• _ACTIVITY_: Collect each line of the records containing the string "basket".
== GIVEN INFORMATION ==
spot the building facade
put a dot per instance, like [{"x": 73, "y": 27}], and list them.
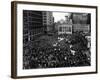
[
  {"x": 48, "y": 20},
  {"x": 65, "y": 27},
  {"x": 81, "y": 22}
]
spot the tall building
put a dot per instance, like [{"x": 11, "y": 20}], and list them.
[
  {"x": 65, "y": 27},
  {"x": 48, "y": 20},
  {"x": 81, "y": 22},
  {"x": 32, "y": 24}
]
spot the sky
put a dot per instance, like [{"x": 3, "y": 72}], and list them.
[{"x": 59, "y": 15}]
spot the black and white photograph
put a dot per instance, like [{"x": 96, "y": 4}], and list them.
[{"x": 53, "y": 39}]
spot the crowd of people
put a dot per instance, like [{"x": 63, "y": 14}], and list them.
[{"x": 48, "y": 52}]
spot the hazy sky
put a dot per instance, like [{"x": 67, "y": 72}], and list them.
[{"x": 59, "y": 15}]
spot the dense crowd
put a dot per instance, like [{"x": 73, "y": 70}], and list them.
[{"x": 49, "y": 52}]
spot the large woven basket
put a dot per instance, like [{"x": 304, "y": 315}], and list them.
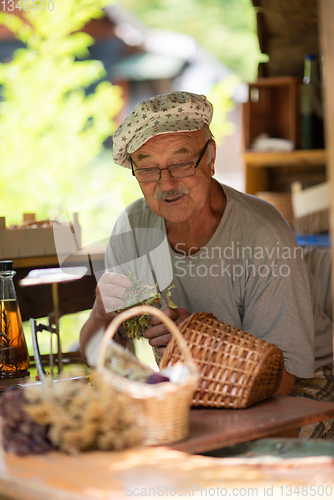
[
  {"x": 162, "y": 410},
  {"x": 237, "y": 369}
]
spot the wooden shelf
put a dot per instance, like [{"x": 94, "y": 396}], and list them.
[
  {"x": 258, "y": 164},
  {"x": 297, "y": 158}
]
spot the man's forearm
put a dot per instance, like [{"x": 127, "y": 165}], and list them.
[{"x": 92, "y": 325}]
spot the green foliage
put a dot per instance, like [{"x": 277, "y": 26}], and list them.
[
  {"x": 226, "y": 28},
  {"x": 220, "y": 96},
  {"x": 50, "y": 128}
]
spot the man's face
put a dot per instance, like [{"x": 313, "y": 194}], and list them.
[{"x": 176, "y": 200}]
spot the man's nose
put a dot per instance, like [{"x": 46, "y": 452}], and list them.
[{"x": 166, "y": 177}]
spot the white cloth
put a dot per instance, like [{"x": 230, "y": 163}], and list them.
[{"x": 250, "y": 275}]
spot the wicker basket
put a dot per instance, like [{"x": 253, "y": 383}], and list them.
[
  {"x": 281, "y": 201},
  {"x": 237, "y": 369},
  {"x": 162, "y": 410}
]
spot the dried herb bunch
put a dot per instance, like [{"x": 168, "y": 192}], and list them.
[
  {"x": 139, "y": 294},
  {"x": 73, "y": 416}
]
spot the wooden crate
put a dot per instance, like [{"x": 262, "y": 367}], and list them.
[{"x": 272, "y": 108}]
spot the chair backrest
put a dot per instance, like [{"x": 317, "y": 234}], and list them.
[{"x": 319, "y": 262}]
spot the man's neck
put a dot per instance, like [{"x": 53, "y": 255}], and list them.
[{"x": 192, "y": 235}]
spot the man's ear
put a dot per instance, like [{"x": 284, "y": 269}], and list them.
[{"x": 212, "y": 156}]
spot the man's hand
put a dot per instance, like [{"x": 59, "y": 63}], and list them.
[
  {"x": 158, "y": 334},
  {"x": 108, "y": 300},
  {"x": 108, "y": 294}
]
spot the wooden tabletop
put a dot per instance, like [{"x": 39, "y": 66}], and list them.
[
  {"x": 159, "y": 472},
  {"x": 155, "y": 472},
  {"x": 211, "y": 429}
]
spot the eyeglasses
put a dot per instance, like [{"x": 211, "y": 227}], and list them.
[{"x": 178, "y": 171}]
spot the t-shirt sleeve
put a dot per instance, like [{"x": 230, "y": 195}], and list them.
[{"x": 279, "y": 309}]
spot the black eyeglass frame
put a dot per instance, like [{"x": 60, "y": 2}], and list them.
[{"x": 202, "y": 153}]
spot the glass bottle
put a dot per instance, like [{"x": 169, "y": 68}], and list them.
[
  {"x": 311, "y": 116},
  {"x": 14, "y": 358}
]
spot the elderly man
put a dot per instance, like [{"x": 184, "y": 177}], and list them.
[{"x": 231, "y": 254}]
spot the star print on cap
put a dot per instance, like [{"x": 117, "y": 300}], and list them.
[{"x": 163, "y": 114}]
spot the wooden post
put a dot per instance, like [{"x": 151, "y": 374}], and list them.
[{"x": 326, "y": 24}]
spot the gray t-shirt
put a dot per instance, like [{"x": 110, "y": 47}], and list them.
[{"x": 250, "y": 275}]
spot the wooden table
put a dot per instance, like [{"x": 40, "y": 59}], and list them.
[
  {"x": 155, "y": 472},
  {"x": 159, "y": 472},
  {"x": 36, "y": 301},
  {"x": 211, "y": 429}
]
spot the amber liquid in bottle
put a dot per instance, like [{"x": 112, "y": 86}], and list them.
[{"x": 14, "y": 358}]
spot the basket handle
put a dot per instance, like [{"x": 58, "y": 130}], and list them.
[{"x": 137, "y": 311}]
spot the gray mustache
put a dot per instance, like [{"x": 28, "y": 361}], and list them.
[{"x": 173, "y": 193}]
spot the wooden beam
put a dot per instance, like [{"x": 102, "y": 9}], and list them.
[{"x": 326, "y": 18}]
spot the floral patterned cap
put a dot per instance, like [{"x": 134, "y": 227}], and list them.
[{"x": 163, "y": 114}]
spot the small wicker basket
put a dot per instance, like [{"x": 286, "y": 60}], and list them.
[
  {"x": 237, "y": 369},
  {"x": 162, "y": 410}
]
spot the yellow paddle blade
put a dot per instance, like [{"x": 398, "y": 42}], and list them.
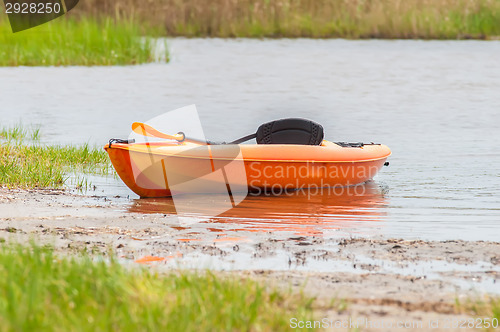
[{"x": 146, "y": 130}]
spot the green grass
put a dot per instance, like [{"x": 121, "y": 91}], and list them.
[
  {"x": 26, "y": 163},
  {"x": 40, "y": 291},
  {"x": 425, "y": 19},
  {"x": 87, "y": 42}
]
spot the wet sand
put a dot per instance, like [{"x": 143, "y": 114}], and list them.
[{"x": 372, "y": 278}]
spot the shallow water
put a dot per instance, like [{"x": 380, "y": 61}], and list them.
[{"x": 435, "y": 103}]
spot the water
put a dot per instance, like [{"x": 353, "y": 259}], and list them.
[{"x": 435, "y": 103}]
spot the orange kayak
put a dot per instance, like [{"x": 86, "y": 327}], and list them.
[{"x": 162, "y": 169}]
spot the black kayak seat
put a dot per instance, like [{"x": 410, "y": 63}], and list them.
[{"x": 287, "y": 131}]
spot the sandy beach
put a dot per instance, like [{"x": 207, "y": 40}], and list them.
[{"x": 370, "y": 279}]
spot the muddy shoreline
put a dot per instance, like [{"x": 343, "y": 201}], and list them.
[{"x": 376, "y": 278}]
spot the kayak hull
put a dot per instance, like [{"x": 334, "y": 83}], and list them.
[{"x": 160, "y": 169}]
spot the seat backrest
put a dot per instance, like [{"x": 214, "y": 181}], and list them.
[{"x": 290, "y": 131}]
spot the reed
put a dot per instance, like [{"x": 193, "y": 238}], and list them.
[
  {"x": 26, "y": 163},
  {"x": 426, "y": 19},
  {"x": 87, "y": 42},
  {"x": 43, "y": 292}
]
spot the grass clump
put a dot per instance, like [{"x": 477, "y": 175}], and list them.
[
  {"x": 30, "y": 164},
  {"x": 425, "y": 19},
  {"x": 87, "y": 42},
  {"x": 40, "y": 291}
]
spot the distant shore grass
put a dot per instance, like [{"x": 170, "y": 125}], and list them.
[
  {"x": 87, "y": 42},
  {"x": 422, "y": 19},
  {"x": 40, "y": 291},
  {"x": 26, "y": 163}
]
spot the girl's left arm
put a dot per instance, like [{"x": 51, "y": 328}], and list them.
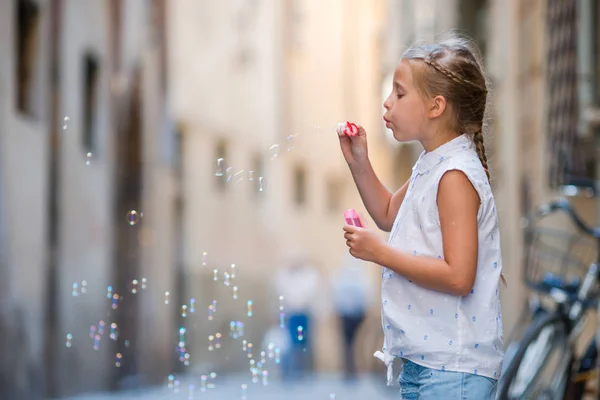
[{"x": 458, "y": 204}]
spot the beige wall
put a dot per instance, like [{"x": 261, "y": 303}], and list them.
[
  {"x": 23, "y": 160},
  {"x": 331, "y": 74},
  {"x": 86, "y": 195}
]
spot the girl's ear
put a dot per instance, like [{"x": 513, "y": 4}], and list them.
[{"x": 437, "y": 106}]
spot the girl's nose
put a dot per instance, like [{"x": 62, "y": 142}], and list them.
[{"x": 386, "y": 104}]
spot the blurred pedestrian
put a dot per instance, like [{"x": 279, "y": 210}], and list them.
[{"x": 351, "y": 296}]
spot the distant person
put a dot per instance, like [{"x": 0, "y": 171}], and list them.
[
  {"x": 442, "y": 264},
  {"x": 351, "y": 297},
  {"x": 298, "y": 283}
]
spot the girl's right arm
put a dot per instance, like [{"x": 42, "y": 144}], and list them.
[{"x": 381, "y": 204}]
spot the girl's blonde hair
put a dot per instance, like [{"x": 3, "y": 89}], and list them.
[{"x": 452, "y": 68}]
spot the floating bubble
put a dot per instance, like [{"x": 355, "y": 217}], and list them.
[
  {"x": 113, "y": 331},
  {"x": 211, "y": 382},
  {"x": 277, "y": 355},
  {"x": 254, "y": 371},
  {"x": 271, "y": 347},
  {"x": 203, "y": 379},
  {"x": 220, "y": 167},
  {"x": 260, "y": 184},
  {"x": 274, "y": 151},
  {"x": 115, "y": 301},
  {"x": 236, "y": 329},
  {"x": 101, "y": 326},
  {"x": 291, "y": 139},
  {"x": 238, "y": 176},
  {"x": 69, "y": 341},
  {"x": 133, "y": 217},
  {"x": 182, "y": 331},
  {"x": 281, "y": 313},
  {"x": 97, "y": 339}
]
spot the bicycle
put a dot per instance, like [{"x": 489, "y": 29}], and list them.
[{"x": 543, "y": 361}]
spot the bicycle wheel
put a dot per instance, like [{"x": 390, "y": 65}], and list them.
[{"x": 541, "y": 367}]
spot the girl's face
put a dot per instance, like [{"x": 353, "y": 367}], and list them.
[{"x": 405, "y": 107}]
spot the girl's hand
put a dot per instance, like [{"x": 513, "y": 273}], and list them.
[
  {"x": 354, "y": 147},
  {"x": 363, "y": 243}
]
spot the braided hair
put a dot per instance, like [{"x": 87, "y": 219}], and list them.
[{"x": 452, "y": 68}]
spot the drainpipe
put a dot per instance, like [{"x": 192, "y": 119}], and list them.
[{"x": 589, "y": 120}]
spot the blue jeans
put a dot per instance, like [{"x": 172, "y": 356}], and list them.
[{"x": 422, "y": 383}]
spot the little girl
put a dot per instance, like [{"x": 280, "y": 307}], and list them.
[{"x": 442, "y": 263}]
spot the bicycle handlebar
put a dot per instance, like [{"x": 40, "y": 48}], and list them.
[{"x": 564, "y": 206}]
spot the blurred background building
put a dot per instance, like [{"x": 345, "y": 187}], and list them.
[{"x": 115, "y": 210}]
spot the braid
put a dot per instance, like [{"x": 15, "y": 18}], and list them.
[
  {"x": 455, "y": 77},
  {"x": 478, "y": 140}
]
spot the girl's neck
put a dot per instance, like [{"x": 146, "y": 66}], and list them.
[{"x": 438, "y": 139}]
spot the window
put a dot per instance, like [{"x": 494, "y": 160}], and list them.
[
  {"x": 222, "y": 171},
  {"x": 27, "y": 43},
  {"x": 473, "y": 20},
  {"x": 295, "y": 17},
  {"x": 299, "y": 186},
  {"x": 90, "y": 97},
  {"x": 334, "y": 195}
]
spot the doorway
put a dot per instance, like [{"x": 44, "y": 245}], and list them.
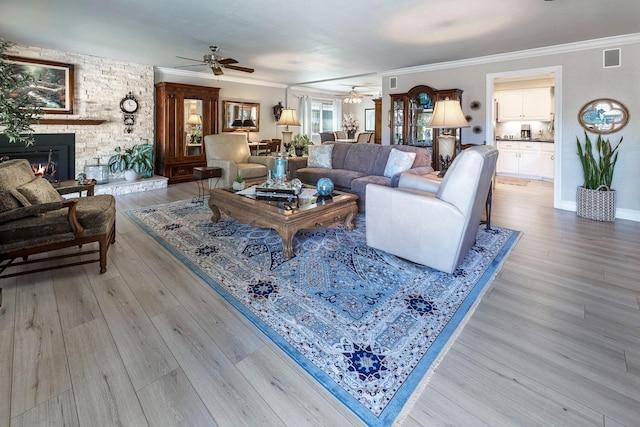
[{"x": 553, "y": 73}]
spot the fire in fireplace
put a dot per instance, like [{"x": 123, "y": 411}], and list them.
[{"x": 52, "y": 156}]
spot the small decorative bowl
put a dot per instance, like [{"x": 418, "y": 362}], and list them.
[{"x": 324, "y": 187}]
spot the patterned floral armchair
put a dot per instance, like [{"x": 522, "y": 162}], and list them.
[{"x": 35, "y": 218}]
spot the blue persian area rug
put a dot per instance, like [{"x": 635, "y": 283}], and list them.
[{"x": 365, "y": 324}]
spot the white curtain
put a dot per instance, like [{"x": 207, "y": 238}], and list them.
[
  {"x": 304, "y": 115},
  {"x": 337, "y": 118}
]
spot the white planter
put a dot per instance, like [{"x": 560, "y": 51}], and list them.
[
  {"x": 597, "y": 205},
  {"x": 131, "y": 175}
]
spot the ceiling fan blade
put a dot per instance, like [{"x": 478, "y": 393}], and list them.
[
  {"x": 227, "y": 61},
  {"x": 189, "y": 59},
  {"x": 237, "y": 67}
]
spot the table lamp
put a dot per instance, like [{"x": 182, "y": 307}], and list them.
[
  {"x": 288, "y": 118},
  {"x": 448, "y": 115}
]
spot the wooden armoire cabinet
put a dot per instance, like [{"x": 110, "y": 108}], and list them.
[
  {"x": 184, "y": 114},
  {"x": 410, "y": 116},
  {"x": 377, "y": 133}
]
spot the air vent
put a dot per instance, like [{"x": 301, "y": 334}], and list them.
[{"x": 611, "y": 58}]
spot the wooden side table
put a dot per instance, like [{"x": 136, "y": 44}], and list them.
[
  {"x": 71, "y": 185},
  {"x": 200, "y": 174}
]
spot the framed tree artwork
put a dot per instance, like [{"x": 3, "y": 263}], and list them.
[{"x": 54, "y": 83}]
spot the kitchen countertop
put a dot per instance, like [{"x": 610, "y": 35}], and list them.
[{"x": 549, "y": 141}]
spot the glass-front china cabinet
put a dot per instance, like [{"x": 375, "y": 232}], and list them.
[{"x": 410, "y": 116}]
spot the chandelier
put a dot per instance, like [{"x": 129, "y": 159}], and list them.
[{"x": 353, "y": 97}]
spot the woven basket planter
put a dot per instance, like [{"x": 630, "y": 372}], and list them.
[{"x": 596, "y": 204}]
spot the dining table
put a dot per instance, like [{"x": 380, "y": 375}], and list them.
[{"x": 255, "y": 147}]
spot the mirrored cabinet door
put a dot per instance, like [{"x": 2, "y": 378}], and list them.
[
  {"x": 193, "y": 127},
  {"x": 410, "y": 116},
  {"x": 184, "y": 115}
]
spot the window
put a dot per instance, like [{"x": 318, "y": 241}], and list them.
[{"x": 322, "y": 116}]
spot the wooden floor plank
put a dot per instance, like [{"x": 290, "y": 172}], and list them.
[
  {"x": 172, "y": 401},
  {"x": 143, "y": 282},
  {"x": 7, "y": 310},
  {"x": 76, "y": 302},
  {"x": 228, "y": 395},
  {"x": 102, "y": 389},
  {"x": 144, "y": 353},
  {"x": 40, "y": 369},
  {"x": 59, "y": 411},
  {"x": 6, "y": 368}
]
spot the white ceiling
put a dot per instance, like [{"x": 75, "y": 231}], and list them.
[{"x": 335, "y": 43}]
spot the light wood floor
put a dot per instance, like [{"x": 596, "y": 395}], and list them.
[{"x": 555, "y": 342}]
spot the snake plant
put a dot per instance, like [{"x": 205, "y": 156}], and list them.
[{"x": 597, "y": 169}]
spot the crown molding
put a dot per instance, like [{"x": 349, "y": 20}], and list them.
[
  {"x": 210, "y": 76},
  {"x": 522, "y": 54}
]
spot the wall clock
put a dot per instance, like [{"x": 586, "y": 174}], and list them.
[{"x": 129, "y": 105}]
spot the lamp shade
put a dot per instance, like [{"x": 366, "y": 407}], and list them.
[
  {"x": 289, "y": 117},
  {"x": 194, "y": 119},
  {"x": 448, "y": 114}
]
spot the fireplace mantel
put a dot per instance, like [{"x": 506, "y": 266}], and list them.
[{"x": 68, "y": 122}]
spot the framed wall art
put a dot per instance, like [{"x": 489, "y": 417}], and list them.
[
  {"x": 54, "y": 85},
  {"x": 369, "y": 119}
]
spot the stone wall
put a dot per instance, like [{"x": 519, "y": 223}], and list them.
[{"x": 100, "y": 84}]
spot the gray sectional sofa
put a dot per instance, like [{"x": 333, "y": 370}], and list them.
[{"x": 356, "y": 165}]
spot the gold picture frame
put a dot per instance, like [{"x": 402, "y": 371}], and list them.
[
  {"x": 55, "y": 83},
  {"x": 237, "y": 114}
]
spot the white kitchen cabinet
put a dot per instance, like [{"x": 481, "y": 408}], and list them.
[
  {"x": 519, "y": 158},
  {"x": 525, "y": 104},
  {"x": 547, "y": 153}
]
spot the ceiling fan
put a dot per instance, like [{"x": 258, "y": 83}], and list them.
[
  {"x": 217, "y": 62},
  {"x": 355, "y": 97}
]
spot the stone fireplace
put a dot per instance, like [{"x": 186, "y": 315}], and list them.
[{"x": 53, "y": 155}]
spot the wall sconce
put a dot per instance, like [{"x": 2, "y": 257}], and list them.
[
  {"x": 277, "y": 110},
  {"x": 448, "y": 115}
]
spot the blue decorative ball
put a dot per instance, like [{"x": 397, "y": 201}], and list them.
[{"x": 324, "y": 187}]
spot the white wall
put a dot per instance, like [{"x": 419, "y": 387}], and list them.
[{"x": 583, "y": 79}]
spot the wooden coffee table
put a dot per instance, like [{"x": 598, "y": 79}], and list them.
[{"x": 287, "y": 222}]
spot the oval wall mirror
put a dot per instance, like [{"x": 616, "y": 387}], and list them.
[{"x": 603, "y": 116}]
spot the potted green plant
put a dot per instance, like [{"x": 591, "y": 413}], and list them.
[
  {"x": 300, "y": 144},
  {"x": 133, "y": 161},
  {"x": 238, "y": 183},
  {"x": 17, "y": 108},
  {"x": 596, "y": 199}
]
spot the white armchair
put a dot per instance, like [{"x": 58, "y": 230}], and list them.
[
  {"x": 230, "y": 152},
  {"x": 430, "y": 223}
]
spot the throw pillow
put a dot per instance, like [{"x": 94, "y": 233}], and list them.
[
  {"x": 20, "y": 198},
  {"x": 320, "y": 156},
  {"x": 398, "y": 161},
  {"x": 39, "y": 190},
  {"x": 8, "y": 201}
]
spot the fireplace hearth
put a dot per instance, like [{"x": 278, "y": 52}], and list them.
[{"x": 53, "y": 155}]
===
• _OUTPUT BELOW_:
spot the large woven basket
spot the wicker basket
spot the basket handle
spot the small wicker basket
spot the woven basket planter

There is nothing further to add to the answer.